◆ EXERCISE
Write the next few paragraphs of the report on the University of Washington financial crisis forum, continuing from the end of its final paragraph.

The second of two forums on the financial crisis sponsored by the University of Washington Alumni Association took place Nov. 3 at Kane Hall. Both events, which drew capacity crowds, are available via archived streaming video.
Whereas the first discussion, which I also covered for Crosscut, summarized the origins and possible consequences of the market meltdown, the second was billed as covering possible solutions. Moderated by former Mayor Norm Rice, it was simply titled, "What Should We Do Now?" and featured Yu-Chin Chen and Charles Nelson of the economics department, Karma Hadjimichalakis of the Foster School of Business, Wolfram Latsch of the Jackson School of International Studies, and local economic analyst Dick Conway. Yet Nelson's late addition to the panel (he's still not listed on the webcast page) wasn't the only change of plans. Somehow the forum had been retooled as part two of the first rather than the second in a series: Instead of providing practical advice to worried citizens or policy advice to the newly elected president, the panelists spent most of their time talking about the true global nature of the financial crisis.
James Jiambalvo, dean of the Foster School, noted during his introductory remarks that while the U.S. stock market has certainly suffered (down 36 percent in the preceding 12 months), we are relatively well off. China, whose market fell nearly 60 percent over the same period, and Iceland, whose OMX 15 index fell 77 percent on a single day, Oct. 14, have taken it far worse. Interestingly, this means that the United States is not in danger of losing global financial preeminence, as Rice worried. Chen actually thinks we might gain: The fact that the dollar is gaining ground against foreign currencies means that global investors still see us as a "safe haven." It was the attractiveness of the U.S. from an investment perspective that brought a flood of liquidity into our markets after 9/11, and a similar phenomenon seems to be taking place right now. "Countries are lining up to lend us money" at relatively low rates, says Latch.
What do they see coming? Latch predicts greater international coordination and cooperation, along with the overhaul of institutions like the World Bank and IMF, which he characterized as having been designed for "a completely different world." Longer-term, everyone seemed to be counting on a U.S. recovery, though whether it would take the shape of an L, V, W, or U was up for debate. As for Washington state, Conway foresees a slowdown, even in Puget Sound. King County in general and Seattle in particular are the only jurisdictions still showing job growth, and this is unlikely to continue.

◆ LISTED ENTRIES
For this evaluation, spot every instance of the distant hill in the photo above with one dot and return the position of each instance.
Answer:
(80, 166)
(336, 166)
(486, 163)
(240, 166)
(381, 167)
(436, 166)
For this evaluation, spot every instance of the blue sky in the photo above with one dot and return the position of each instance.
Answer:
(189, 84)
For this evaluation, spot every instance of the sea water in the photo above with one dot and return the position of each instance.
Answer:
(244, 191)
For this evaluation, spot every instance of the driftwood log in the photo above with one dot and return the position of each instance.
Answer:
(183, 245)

◆ WRITTEN RESPONSE
It was when Rice opened up the floor to questions that more practical issues came to the fore. Members of the audience were concerned about unfunded Medicare and Social Security liabilities, the effect of the crisis on students (loans and job prospects), possible municipal bond defaults, and the possible departure of Boeing from the area. The panel was unable to do much reassuring, though Conway thinks it would be too hard for Boeing to move, and Chen is an optimist with regard to entitlement programs. Rice does, however, foresee some political subdivisions defaulting on their issues, and as for students? Nelson says this is a good time to go to school, as the opportunity cost is low. (Read: In 2009, the choice may not be between school and work, but between school and unemployment). Latsch got the biggest laugh of the night when he expressed his concern over a glut of applications to law school. Apparently many of his former students have recently left Wall Street and now want to apply their talents to our legal system.
In fairness to the panel, there are no quick fixes. Their suggestions to the new president, with which they closed the evening, included investment in infrastructure (what Nelson called "bridges to somewhere"); the avoidance of protectionism, isolationism, and antiglobalization (Nelson and Latsch); and aid to states, the unemployed, and underwater homeowners, plus more money for education (Hadjimichalakis). Conway had said earlier that the domestic economy is paralyzed by a "fear of falling," and that to combat this "we need to do a better job of explaining what's going on ... help people to think properly about the problem." He reiterated in his final remarks that "a lot of our troubles are [from] misperceptions about what's going on," and that, like FDR, President-elect Barack Obama must talk directly to the people and "give straight answers."